DOCUMENT SECTION:
Koyote wrote:
> I *am* having problems getting up to speed with getting on
> line. The whole thing is a total bog down. I have printed a bunch of
> HOWTO's, tried to follow the instructions of my ISP (http:// (spaces
> inserted to defeat windoze)
> support.paonline.com/support/OTHER/LINUX.HTM) and just haven't gotten
> anywhere. I'm trying to build a map to see what is doing what to what-
> haven't gotten very far. Can someone help me with a *complete* lit of
> all files I need to modify- with formats and such, what to put into
> scripts to get coinected, and whatever?
Don't setup ppp with a script as a first attempt. Its simply too hard to
do right. (and too poorly documented).
Try GUI frontends to pppd, like ezppp (it has some excellent
documentation), kppp (derived from ezppp, but much better by now, but
the howto in ezppp got lost on the way), wvdial (asks for phonenumber,
username & passwd, and works the rest out for itself).

WORK TO BE COMPLETED: Give a two-sentence summary of the post about getting online with ppp.

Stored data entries
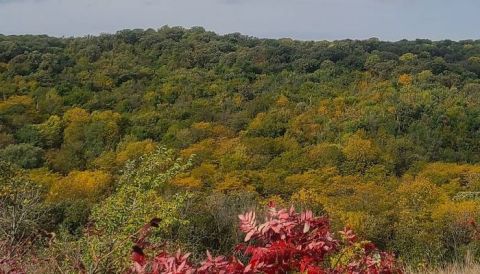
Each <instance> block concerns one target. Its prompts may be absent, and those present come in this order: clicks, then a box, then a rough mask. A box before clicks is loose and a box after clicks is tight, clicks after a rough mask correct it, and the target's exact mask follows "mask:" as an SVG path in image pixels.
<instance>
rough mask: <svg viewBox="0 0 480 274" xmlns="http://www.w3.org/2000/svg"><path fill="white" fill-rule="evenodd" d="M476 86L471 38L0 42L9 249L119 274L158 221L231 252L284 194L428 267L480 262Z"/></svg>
mask: <svg viewBox="0 0 480 274" xmlns="http://www.w3.org/2000/svg"><path fill="white" fill-rule="evenodd" d="M479 76H480V41H473V40H468V41H459V42H454V41H448V40H446V41H437V42H434V41H429V40H416V41H406V40H402V41H398V42H382V41H379V40H377V39H369V40H364V41H356V40H342V41H332V42H330V41H318V42H313V41H295V40H291V39H279V40H271V39H257V38H252V37H248V36H243V35H240V34H228V35H217V34H215V33H212V32H208V31H205V30H204V29H202V28H192V29H183V28H179V27H173V28H172V27H163V28H161V29H159V30H152V29H148V30H123V31H119V32H117V33H116V34H102V35H99V36H87V37H79V38H54V37H48V36H2V35H0V170H1V173H0V189H1V190H2V191H1V192H0V205H1V206H0V233H1V235H0V254H2V255H3V254H6V255H5V256H4V257H6V259H5V260H7V259H8V260H15V259H16V258H17V257H19V256H20V257H22V258H23V259H22V261H25V262H26V263H27V264H28V261H29V260H30V259H28V260H27V259H25V258H27V257H29V258H37V259H38V258H42V259H41V260H42V262H44V265H46V266H45V268H46V269H59V272H62V271H63V272H72V271H73V272H74V271H79V269H80V270H82V271H86V272H89V273H106V272H118V271H120V270H122V269H125V266H126V265H128V264H129V262H128V259H125V258H127V257H126V256H125V254H127V253H128V252H129V246H128V244H125V243H128V241H129V239H128V237H129V235H130V234H131V233H132V231H135V229H137V228H138V227H139V226H141V225H142V224H144V223H146V222H148V220H150V219H151V218H153V217H161V218H162V221H161V223H160V224H159V226H160V229H158V230H156V231H155V233H154V235H153V237H154V239H155V240H158V241H166V242H168V243H169V245H170V246H169V248H170V249H176V248H182V249H183V250H190V251H192V254H200V253H202V252H204V251H205V250H210V251H211V252H212V253H213V254H217V253H218V254H228V252H229V251H230V250H231V249H232V248H233V247H234V246H235V245H236V243H237V242H238V240H239V239H240V238H241V236H242V235H240V233H239V232H238V231H237V229H236V224H237V222H238V220H237V219H236V218H235V215H236V214H240V213H241V212H244V211H246V210H252V209H255V208H262V207H263V206H264V205H265V203H266V201H270V200H275V201H276V202H277V204H279V205H280V206H288V205H290V204H294V205H296V206H297V208H300V209H306V208H310V209H312V210H313V211H314V213H320V214H327V215H328V216H329V217H330V218H331V222H332V223H331V225H332V231H338V230H341V229H342V228H343V227H346V226H348V227H351V228H352V229H353V230H354V231H356V233H357V234H358V236H359V237H360V238H361V239H369V240H371V241H372V242H373V243H375V244H376V245H377V246H379V247H380V248H381V249H382V250H388V251H393V252H394V253H395V254H397V255H398V256H399V258H400V259H401V260H402V261H403V262H405V263H407V264H411V265H413V266H415V267H416V266H423V265H425V264H427V265H428V264H438V263H443V262H448V261H452V260H458V259H461V258H463V257H464V256H465V254H467V253H468V254H473V256H476V257H477V258H479V257H480V249H479V247H480V246H479V245H478V244H477V242H476V241H472V237H471V230H470V228H469V225H468V222H469V221H470V220H478V219H479V218H480V210H479V207H480V201H479V200H478V198H479V197H480V194H479V191H480V138H479V137H478V136H479V134H480V80H479ZM167 148H168V149H167ZM18 212H23V214H21V215H18V214H17V213H18ZM30 250H33V251H34V252H33V253H34V254H32V253H31V252H30V254H27V255H28V256H27V255H26V254H25V253H29V252H28V251H30ZM60 254H61V255H60ZM98 254H104V255H102V256H99V255H98ZM195 256H196V255H193V258H192V260H193V261H199V260H201V258H198V257H195ZM37 259H35V260H37ZM35 260H33V259H31V264H32V265H33V264H36V265H37V266H36V269H39V270H37V271H40V272H41V271H42V270H41V269H40V268H39V266H38V260H37V263H34V261H35ZM49 264H54V266H51V265H50V266H49ZM46 272H48V271H46Z"/></svg>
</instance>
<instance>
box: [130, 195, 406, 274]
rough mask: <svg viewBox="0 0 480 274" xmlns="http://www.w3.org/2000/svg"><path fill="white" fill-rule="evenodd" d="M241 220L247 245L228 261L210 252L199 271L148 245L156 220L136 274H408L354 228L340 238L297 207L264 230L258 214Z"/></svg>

OUTPUT: Koyote is getting nowhere going online despite printed HOWTOs and the ISP's instructions, and asks for a complete list of the files to modify and what to put into connection scripts. The reply advises against setting up ppp with a script as a first attempt, since that is too hard and poorly documented, and recommends GUI frontends to pppd such as ezppp, kppp, and wvdial.